* start Document excerpt *

Studio album by Friendly Fires
- Released: 1 September 2008
- Genres: Indie rock; alternative dance;
- Length: 37:02
- Label: XL
- Producers: Ed Macfarlane; Paul Epworth;

Friendly Fires chronology
|  | Friendly Fires (2008) | Pala (2011) |

= Friendly Fires (album) =

Friendly Fires is the debut studio album from British band Friendly Fires. It was released in the UK on 1 September 2008 where it reached a peak of number 21 on the UK Albums Chart. All tracks were produced by Ed Macfarlane apart from the first track, "Jump in the Pool", which was produced by Paul Epworth. The album was re-released on 31 August 2009 with the addition of five remixes of the album's original tracks, plus three new tracks including the Epworth-produced "Kiss of Life".

==Reception==

Friendly Fires originally debuted on the UK Albums Chart at number 38 on 13 September 2008. The following week, the album fell to number 88, before falling out of the Top 100 the week after. The album re-entered the Top 100 on two occasions, firstly at number 75 on 1 November 2008 and then again at number 95 on 21 December 2008, where it remained within the Top 100 for four consecutive weeks.

On 16 May 2009, the album re-entered the Top 100 once more at number 89, where it slowly began to climb the chart, eventually reaching number 37 on 6 June 2009. The album then slowly fell, before climbing to number 36 on 1 August 2009, weeks before the re-release of the album, due to being short-listed for the Mercury Prize of 2009.

The album was re-released in its deluxe format on 31 August 2009, and after falling to number 66, jumped to a new peak position of number 21 on 12 September 2009, where it remained on the chart for 3 more weeks before falling out of the Top 100.

* end Document excerpt *
* start Rows *

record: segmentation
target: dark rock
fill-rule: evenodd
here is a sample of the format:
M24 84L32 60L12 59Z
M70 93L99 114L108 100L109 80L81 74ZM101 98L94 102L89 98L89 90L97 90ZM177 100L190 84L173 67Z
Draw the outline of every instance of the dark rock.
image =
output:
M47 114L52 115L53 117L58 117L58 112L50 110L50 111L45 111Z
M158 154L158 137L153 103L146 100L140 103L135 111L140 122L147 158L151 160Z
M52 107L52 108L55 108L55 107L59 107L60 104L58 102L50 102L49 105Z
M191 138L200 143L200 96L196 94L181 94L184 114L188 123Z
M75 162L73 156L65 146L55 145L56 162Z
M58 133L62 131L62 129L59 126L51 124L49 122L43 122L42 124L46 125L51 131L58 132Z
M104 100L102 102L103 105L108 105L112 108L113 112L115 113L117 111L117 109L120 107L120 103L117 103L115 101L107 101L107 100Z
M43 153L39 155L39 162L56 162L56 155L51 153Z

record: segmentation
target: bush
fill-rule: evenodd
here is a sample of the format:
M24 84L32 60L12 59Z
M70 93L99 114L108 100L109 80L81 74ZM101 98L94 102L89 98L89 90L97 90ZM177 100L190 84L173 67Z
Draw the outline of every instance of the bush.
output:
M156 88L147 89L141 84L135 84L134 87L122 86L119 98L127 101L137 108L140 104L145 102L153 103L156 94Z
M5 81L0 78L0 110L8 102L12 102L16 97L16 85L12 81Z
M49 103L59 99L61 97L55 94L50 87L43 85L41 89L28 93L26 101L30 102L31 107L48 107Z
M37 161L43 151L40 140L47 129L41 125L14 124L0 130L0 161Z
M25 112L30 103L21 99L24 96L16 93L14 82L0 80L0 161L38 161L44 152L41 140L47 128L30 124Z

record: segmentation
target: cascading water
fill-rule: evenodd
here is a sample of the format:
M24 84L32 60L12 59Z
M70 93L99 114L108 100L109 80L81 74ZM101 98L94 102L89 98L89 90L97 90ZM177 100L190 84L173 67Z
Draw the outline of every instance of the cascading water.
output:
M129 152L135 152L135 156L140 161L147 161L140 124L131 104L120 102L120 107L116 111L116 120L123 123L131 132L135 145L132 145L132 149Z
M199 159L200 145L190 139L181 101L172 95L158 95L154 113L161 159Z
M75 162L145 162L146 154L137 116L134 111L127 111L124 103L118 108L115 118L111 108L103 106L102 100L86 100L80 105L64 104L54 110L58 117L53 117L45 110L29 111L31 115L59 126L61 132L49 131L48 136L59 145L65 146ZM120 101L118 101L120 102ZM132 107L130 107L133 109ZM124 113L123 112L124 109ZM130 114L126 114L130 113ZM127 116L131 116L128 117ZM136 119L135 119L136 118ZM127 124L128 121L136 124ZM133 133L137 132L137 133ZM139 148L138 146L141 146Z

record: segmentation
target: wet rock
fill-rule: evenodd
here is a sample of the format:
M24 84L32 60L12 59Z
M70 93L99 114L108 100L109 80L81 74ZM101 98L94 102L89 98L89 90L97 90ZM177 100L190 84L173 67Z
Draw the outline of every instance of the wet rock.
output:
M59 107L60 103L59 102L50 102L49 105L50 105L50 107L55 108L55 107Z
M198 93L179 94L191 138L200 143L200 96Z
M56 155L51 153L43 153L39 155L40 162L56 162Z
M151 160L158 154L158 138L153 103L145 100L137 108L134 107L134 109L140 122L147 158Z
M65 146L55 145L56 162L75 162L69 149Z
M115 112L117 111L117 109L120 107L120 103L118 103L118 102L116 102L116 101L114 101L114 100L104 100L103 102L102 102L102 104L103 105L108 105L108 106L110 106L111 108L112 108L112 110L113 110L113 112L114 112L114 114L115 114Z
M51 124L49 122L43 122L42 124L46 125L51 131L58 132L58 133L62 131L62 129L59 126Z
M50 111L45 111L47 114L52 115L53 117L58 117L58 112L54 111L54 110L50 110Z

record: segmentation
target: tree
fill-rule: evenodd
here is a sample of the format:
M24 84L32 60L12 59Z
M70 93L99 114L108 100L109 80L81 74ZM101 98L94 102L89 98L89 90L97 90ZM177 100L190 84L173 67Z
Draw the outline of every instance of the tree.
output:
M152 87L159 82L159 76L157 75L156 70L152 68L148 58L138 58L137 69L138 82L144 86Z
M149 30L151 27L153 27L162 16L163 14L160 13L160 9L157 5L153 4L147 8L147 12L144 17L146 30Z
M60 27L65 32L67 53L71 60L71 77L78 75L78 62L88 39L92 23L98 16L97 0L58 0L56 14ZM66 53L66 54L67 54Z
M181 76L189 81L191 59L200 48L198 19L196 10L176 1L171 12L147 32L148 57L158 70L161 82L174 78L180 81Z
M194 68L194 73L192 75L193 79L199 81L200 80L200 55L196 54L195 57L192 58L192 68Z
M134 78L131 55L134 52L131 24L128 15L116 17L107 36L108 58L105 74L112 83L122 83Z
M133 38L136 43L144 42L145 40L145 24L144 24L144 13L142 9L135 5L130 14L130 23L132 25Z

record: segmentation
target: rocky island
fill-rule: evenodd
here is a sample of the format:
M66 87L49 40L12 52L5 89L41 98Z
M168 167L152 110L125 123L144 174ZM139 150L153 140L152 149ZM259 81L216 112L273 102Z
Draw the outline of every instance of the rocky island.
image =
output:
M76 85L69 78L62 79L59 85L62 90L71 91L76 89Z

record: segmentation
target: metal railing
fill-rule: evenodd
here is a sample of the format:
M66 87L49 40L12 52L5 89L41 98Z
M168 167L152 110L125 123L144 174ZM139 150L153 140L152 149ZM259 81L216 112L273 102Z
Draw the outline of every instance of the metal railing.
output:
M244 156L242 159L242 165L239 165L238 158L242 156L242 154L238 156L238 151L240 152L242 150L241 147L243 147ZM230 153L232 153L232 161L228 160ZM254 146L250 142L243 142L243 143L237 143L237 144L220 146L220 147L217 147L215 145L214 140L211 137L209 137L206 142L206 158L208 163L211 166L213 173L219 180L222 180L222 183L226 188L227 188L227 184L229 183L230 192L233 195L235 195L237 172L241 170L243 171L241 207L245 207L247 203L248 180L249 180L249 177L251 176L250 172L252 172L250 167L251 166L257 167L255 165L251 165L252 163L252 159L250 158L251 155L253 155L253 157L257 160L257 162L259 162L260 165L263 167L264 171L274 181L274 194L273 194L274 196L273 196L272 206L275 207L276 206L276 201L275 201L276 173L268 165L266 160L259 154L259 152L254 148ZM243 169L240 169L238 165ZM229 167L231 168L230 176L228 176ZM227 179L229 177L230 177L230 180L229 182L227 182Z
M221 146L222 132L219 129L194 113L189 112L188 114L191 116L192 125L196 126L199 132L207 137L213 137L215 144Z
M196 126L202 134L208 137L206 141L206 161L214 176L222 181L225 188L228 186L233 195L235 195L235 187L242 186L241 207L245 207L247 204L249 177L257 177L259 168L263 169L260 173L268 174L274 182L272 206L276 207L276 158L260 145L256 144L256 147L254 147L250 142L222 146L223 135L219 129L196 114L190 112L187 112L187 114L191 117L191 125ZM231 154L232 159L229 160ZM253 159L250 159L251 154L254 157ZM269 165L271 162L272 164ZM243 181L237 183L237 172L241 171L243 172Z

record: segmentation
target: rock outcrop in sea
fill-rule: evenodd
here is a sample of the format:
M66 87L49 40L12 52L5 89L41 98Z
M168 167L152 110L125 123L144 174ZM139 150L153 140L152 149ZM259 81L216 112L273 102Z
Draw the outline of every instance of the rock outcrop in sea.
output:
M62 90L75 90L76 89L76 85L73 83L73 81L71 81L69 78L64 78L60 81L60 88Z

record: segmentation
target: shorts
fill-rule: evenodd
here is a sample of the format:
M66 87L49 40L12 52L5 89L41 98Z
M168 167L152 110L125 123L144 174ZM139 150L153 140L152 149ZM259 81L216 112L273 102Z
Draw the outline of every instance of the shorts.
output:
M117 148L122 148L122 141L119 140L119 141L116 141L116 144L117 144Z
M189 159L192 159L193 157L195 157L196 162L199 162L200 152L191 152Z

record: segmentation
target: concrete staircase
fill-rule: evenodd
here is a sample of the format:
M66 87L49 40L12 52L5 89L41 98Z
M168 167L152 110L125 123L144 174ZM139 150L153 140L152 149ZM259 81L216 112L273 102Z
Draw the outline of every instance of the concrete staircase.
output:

* end Rows *

__Problems__.
1. Copy the stretch of the Friendly Fires album article from "The album was re-released in" through "the Top 100.", keeping every word unchanged.
2. Resume the Friendly Fires album article from the point where it stops.

__Task-by-task results__.
1.
The album was re-released in its deluxe format on 31 August 2009, and after falling to number 66, jumped to a new peak position of number 21 on 12 September 2009, where it remained on the chart for 3 more weeks before falling out of the Top 100.

2.
Professional ratings
Aggregate scores
| Source | Rating |
| Metacritic | 75/100 |
Review scores
| Source | Rating |
| Allmusic | Star |
| BBC | (favourable) |
| ChartAttack | (favourable) |
| The Guardian | Star |
| The Independent | (favourable) |
| MusicOMH | Star Half star |
| NME | Star |
| Pitchfork Media | (7.9/10) |
| Rolling Stone | Star Half star |
| Spin | Star Half star |

==Singles==
- "On Board" was released as the first single from the album during 2007. The single acted as the first of two promotional singles and failed to chart in the UK.
- "Paris" was released as the second single from the album during 2007. The single acted as the second promotional single and failed to chart in the UK.
- "Jump in the Pool" was released as the third single from the album on 1 September 2008 to accompany the release of the album. The single debuted at number 100 on the UK Singles Chart, marking the band's first hit in the UK.
- "Paris" was re-released as the fourth single from the album on 10 November 2008. The single failed to chart in the UK.
- "Skeleton Boy" was released as the fifth single from the album on 2 March 2009. The single debuted at number 48 on the UK Singles Chart and remained within the Top 100 for 3 consecutive weeks. This version of the song was produced by Paul Epworth and was used in the promotional video for the song. This version is different from the version on the album that was produced by Ed Macfarlane, in that it is 30 seconds longer than the original version and features an extended instrumental bridge.
- "Jump in the Pool" was re-released as the sixth single from the album on 18 May 2009. The single debuted at number 70 on the UK Singles Chart before climbing to a peak position of number 57 the following week.
- "Kiss of Life" was released as the seventh and final single from the album on 11 August 2009, also acting as the lead single from the re-release of the album. The single debuted at number 30 on the UK Singles Chart, marking the band's most successful single to date and remained within the Top 100 for 3 consecutive weeks.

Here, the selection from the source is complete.